→ Exercise brief
Copy the following lines word for word, without changing anything.
==== Data excerpts
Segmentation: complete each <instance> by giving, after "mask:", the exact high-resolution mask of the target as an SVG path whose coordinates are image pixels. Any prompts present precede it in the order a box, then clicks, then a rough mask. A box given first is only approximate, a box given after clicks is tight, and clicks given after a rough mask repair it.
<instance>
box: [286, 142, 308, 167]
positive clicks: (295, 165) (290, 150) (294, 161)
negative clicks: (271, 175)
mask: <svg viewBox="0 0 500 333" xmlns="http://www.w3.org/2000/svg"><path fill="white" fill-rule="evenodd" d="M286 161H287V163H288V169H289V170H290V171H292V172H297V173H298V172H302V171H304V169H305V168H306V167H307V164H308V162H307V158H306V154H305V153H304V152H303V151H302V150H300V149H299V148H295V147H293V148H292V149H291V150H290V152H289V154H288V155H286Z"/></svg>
========
→ Result for this task
Segmentation: complete each <instance> by giving, after "mask:", the exact high-resolution mask of the target as an SVG path whose coordinates are image pixels. Any prompts present precede it in the order a box, then clicks, then a rough mask. A box given first is only approximate, a box given after clicks is tight, and clicks given after a rough mask repair it.
<instance>
box: [286, 142, 308, 167]
positive clicks: (295, 165) (290, 150) (294, 161)
negative clicks: (271, 175)
mask: <svg viewBox="0 0 500 333" xmlns="http://www.w3.org/2000/svg"><path fill="white" fill-rule="evenodd" d="M286 161H287V163H288V169H289V170H290V171H292V172H297V173H298V172H302V171H304V169H305V168H306V167H307V164H308V162H307V158H306V154H305V153H304V152H303V151H302V150H300V149H299V148H295V147H293V148H292V149H291V150H290V152H289V154H288V155H286Z"/></svg>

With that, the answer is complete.